## MATERIAL FOR THE TASK
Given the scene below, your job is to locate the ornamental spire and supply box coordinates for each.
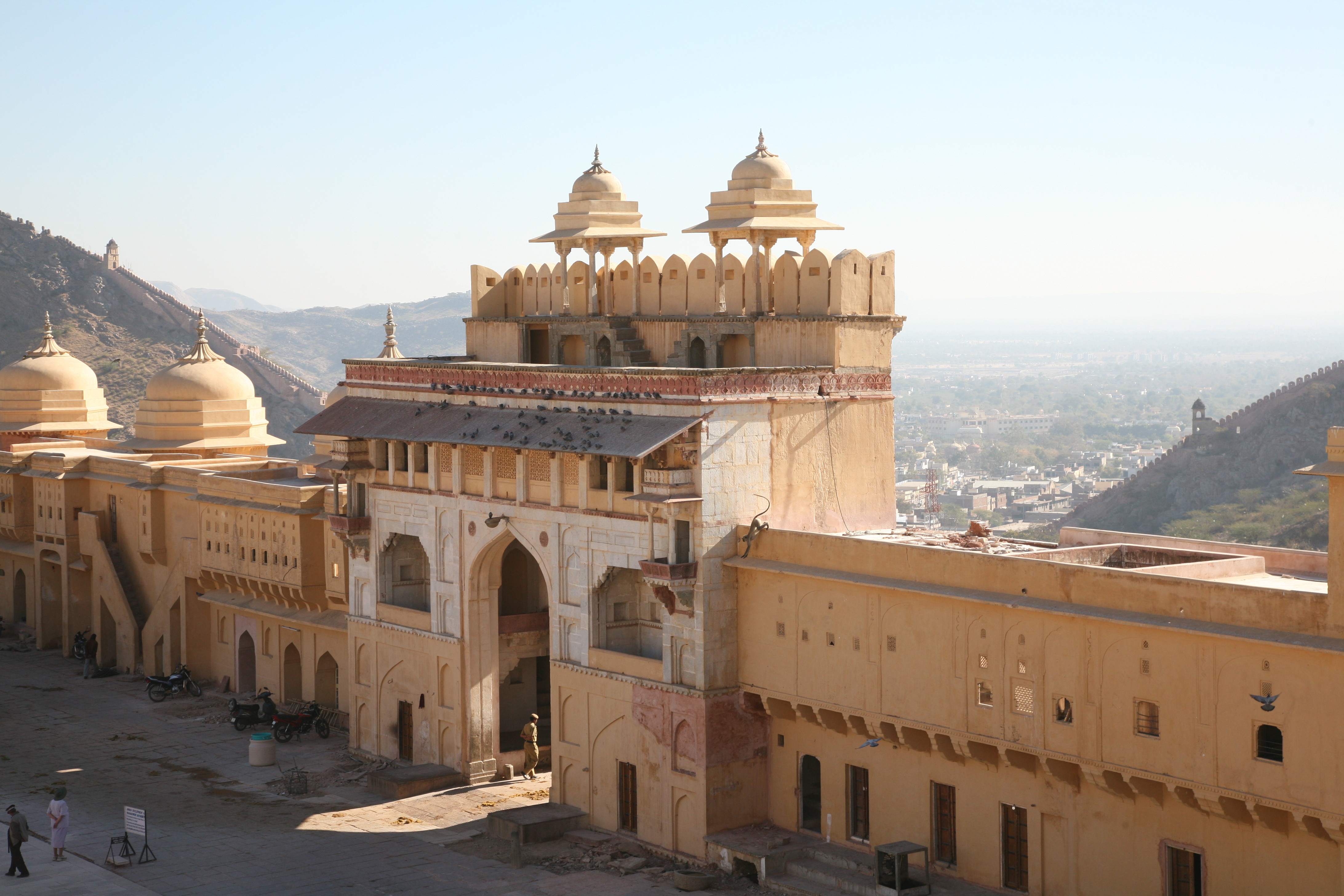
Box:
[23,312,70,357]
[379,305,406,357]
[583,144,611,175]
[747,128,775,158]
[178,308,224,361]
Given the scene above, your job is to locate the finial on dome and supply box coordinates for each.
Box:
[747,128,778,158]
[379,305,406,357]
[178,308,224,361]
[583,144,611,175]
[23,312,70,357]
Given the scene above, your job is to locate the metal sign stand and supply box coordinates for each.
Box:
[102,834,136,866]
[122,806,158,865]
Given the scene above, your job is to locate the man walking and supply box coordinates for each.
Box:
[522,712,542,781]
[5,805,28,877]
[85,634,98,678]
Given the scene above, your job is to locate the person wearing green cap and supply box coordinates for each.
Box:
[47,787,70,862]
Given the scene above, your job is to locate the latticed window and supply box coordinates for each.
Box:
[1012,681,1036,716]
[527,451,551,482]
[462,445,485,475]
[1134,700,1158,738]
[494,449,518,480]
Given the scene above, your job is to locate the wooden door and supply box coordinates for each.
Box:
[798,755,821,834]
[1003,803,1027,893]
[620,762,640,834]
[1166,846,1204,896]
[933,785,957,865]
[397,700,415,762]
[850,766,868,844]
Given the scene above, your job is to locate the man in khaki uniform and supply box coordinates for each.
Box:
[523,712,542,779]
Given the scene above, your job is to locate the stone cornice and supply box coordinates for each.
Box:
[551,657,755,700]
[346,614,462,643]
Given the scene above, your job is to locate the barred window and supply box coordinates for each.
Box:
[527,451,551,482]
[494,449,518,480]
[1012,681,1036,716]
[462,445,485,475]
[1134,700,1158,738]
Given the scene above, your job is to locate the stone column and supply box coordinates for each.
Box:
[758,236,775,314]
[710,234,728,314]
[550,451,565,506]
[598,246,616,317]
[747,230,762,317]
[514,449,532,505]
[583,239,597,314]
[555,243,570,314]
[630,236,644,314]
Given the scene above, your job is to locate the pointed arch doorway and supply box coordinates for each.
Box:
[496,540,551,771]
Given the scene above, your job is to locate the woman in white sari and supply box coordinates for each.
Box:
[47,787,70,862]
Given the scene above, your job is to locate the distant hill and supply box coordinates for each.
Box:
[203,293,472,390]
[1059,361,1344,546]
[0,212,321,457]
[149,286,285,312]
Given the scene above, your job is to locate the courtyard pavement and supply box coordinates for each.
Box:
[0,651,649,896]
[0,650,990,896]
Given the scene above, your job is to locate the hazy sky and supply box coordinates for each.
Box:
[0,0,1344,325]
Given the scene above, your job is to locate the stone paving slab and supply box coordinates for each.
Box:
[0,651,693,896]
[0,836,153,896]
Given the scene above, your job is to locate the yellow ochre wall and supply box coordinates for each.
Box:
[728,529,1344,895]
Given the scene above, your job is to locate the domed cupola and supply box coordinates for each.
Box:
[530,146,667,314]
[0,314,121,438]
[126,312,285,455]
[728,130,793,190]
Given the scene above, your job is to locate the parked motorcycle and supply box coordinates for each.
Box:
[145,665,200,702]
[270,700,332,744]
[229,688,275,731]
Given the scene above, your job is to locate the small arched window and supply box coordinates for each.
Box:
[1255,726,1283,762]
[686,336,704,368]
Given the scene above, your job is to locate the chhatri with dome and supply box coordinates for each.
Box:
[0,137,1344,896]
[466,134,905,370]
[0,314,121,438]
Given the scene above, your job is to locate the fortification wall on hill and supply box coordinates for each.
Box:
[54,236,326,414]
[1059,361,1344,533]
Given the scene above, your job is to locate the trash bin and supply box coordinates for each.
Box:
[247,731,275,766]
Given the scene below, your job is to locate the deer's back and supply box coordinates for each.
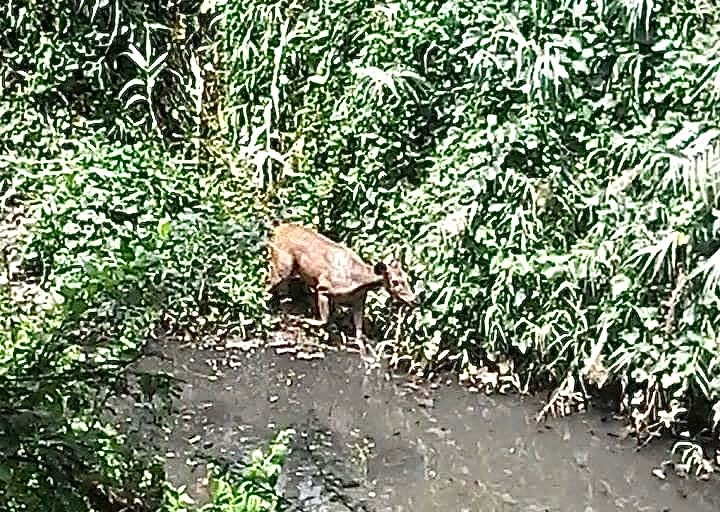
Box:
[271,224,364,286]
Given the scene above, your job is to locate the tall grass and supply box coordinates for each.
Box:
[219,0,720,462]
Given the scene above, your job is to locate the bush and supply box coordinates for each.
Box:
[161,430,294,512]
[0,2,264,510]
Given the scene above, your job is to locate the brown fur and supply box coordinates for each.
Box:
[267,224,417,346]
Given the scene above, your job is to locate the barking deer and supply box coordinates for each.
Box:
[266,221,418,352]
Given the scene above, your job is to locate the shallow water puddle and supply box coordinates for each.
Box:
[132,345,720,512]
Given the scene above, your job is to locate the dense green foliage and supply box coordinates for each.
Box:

## WHAT TO DO
Output every line of the listing above as a Markdown table with the columns Row and Text, giving each line a row number and skipping blank lines. Leave the pictures out of the table.

## EXPECTED ANSWER
| Row | Text |
|---|---|
| 1 | Given the scene below, your job is to locate the ornamental spire and supply box coordinates for each. |
| 2 | Box: |
| 3 | [23,312,70,357] |
| 4 | [379,305,406,357] |
| 5 | [583,144,611,175] |
| 6 | [747,128,775,158] |
| 7 | [178,308,224,361] |
| 8 | Given the scene above, your job is to locate the finial on dome and supply box coordinates for each. |
| 9 | Box: |
| 10 | [747,128,778,158] |
| 11 | [379,305,406,357] |
| 12 | [178,308,224,361] |
| 13 | [583,144,611,175] |
| 14 | [23,312,70,357] |
| 15 | Given the scene above, your job is to locate the metal sign stand and supply box coordinates for each. |
| 16 | Box: |
| 17 | [102,834,136,866] |
| 18 | [122,806,158,865] |
| 19 | Given the scene above, your job is to locate the man walking and supply box coordinates for each. |
| 20 | Box: |
| 21 | [522,712,542,781] |
| 22 | [5,805,28,877] |
| 23 | [85,634,98,678] |
| 24 | Given the scene above, your job is to locate the person wearing green cap and supply box coordinates for each. |
| 25 | Box: |
| 26 | [47,787,70,862] |
| 27 | Given the scene above, your job is to locate the latticed window and supply box coordinates for each. |
| 28 | Box: |
| 29 | [1012,681,1036,716] |
| 30 | [527,451,551,482] |
| 31 | [462,445,485,475] |
| 32 | [1134,700,1158,738] |
| 33 | [494,449,518,480] |
| 34 | Given the scene above, your job is to locate the wooden door and supply box coordinates for each. |
| 35 | Box: |
| 36 | [798,755,821,834] |
| 37 | [1003,803,1027,893] |
| 38 | [620,762,640,834] |
| 39 | [1166,846,1204,896] |
| 40 | [933,785,957,865] |
| 41 | [397,700,415,762] |
| 42 | [850,766,868,844] |
| 43 | Given the scene above, your job is to locate the man in khaki uniform and supply box coordinates for each. |
| 44 | Box: |
| 45 | [523,712,542,779] |
| 46 | Given the scene above, your job is to locate the stone cornice and supply box coordinates for each. |
| 47 | Box: |
| 48 | [551,657,755,700] |
| 49 | [346,614,462,643] |
| 50 | Given the scene above, your job is to locate the barred window and supply box coordinates for each. |
| 51 | Box: |
| 52 | [527,451,551,482] |
| 53 | [494,449,518,480] |
| 54 | [1012,681,1036,716] |
| 55 | [462,445,485,475] |
| 56 | [1134,700,1158,738] |
| 57 | Given the scene above, your job is to locate the stone column and supply box coordinates for each. |
| 58 | Box: |
| 59 | [758,236,775,314] |
| 60 | [710,234,728,314] |
| 61 | [550,451,565,506] |
| 62 | [598,246,616,317] |
| 63 | [747,230,762,317] |
| 64 | [514,449,532,505] |
| 65 | [583,239,597,314] |
| 66 | [555,243,570,314] |
| 67 | [630,236,644,314] |
| 68 | Given the scene above, your job is to locate the pointed arch doorway and supply box coordinates for each. |
| 69 | Box: |
| 70 | [496,540,551,771] |
| 71 | Given the scene above, your job is to locate the woman in white sari and supply box coordinates for each. |
| 72 | Box: |
| 73 | [47,787,70,862] |
| 74 | Given the scene above, your job is to locate the distant hill and supply box coordinates for each. |
| 75 | Box: |
| 76 | [203,293,472,390] |
| 77 | [1059,361,1344,546] |
| 78 | [0,212,321,457] |
| 79 | [149,286,285,312] |
| 80 | Given the scene above, your job is to locate the courtyard pavement and supply box coordinates for each. |
| 81 | Box: |
| 82 | [0,651,649,896] |
| 83 | [0,650,990,896] |
| 84 | Given the scene above, your job is to locate the hazy sky and supply box coordinates for each. |
| 85 | Box: |
| 86 | [0,0,1344,325] |
| 87 | Given the scene above, your job is to locate the stone paving slab and supply box coordinates for each. |
| 88 | Box: |
| 89 | [0,651,693,896] |
| 90 | [0,836,153,896] |
| 91 | Given the scene above, your job is to locate the yellow ochre wall and supply box coordinates for each. |
| 92 | Box: |
| 93 | [728,529,1344,895] |
| 94 | Given the scene above, your job is to locate the domed cupola and supply box coordinates for each. |
| 95 | Box: |
| 96 | [530,146,667,314] |
| 97 | [0,314,121,438] |
| 98 | [126,312,285,455] |
| 99 | [728,130,793,190] |
| 100 | Given the scene above, your job is to locate the parked motorcycle and supply box coordinates for each. |
| 101 | Box: |
| 102 | [145,665,200,702] |
| 103 | [270,700,332,744] |
| 104 | [229,688,275,731] |
| 105 | Given the scene above, your job is to locate the small arched window and supply box coordinates for each. |
| 106 | Box: |
| 107 | [1255,726,1283,762] |
| 108 | [686,336,704,368] |
| 109 | Given the scene above, your job is to locate the chhatri with dome and supply box coordinates for each. |
| 110 | Box: |
| 111 | [0,137,1344,896] |
| 112 | [466,134,905,370] |
| 113 | [0,314,121,438] |
| 114 | Given the scene above, your job is to locate the fortification wall on hill and supply box coordinates for each. |
| 115 | Box: |
| 116 | [54,236,326,414] |
| 117 | [1059,361,1344,533] |
| 118 | Given the scene above, your job is to locate the trash bin and supply box coordinates for each. |
| 119 | Box: |
| 120 | [247,731,275,766] |
| 121 | Given the scene below, your job is to locate the deer's back and supply box coordinates for each. |
| 122 | Box: |
| 123 | [271,224,364,286] |
| 124 | Given the scene above, your job is to locate the tall grass and supply box coordinates for each. |
| 125 | Box: |
| 126 | [219,0,720,462] |
| 127 | Given the scene above, your job is to locate the bush and supply box coordinates for each. |
| 128 | Box: |
| 129 | [161,430,294,512] |
| 130 | [0,2,264,510] |
| 131 | Given the scene above, your job is to locate the brown fur and supply box coordinates for each. |
| 132 | Box: |
| 133 | [267,224,417,346] |
| 134 | Given the scene above, your job is to locate the barking deer and supply box coordinates for each. |
| 135 | Box: |
| 136 | [266,221,418,352] |
| 137 | Given the scene above, your job is to locate the shallow water puddle and supply box coordinates for each. |
| 138 | Box: |
| 139 | [132,345,720,512] |
| 140 | Given the scene above, your job is to locate the dense green foliage and supply box coordinates for each. |
| 141 | Box: |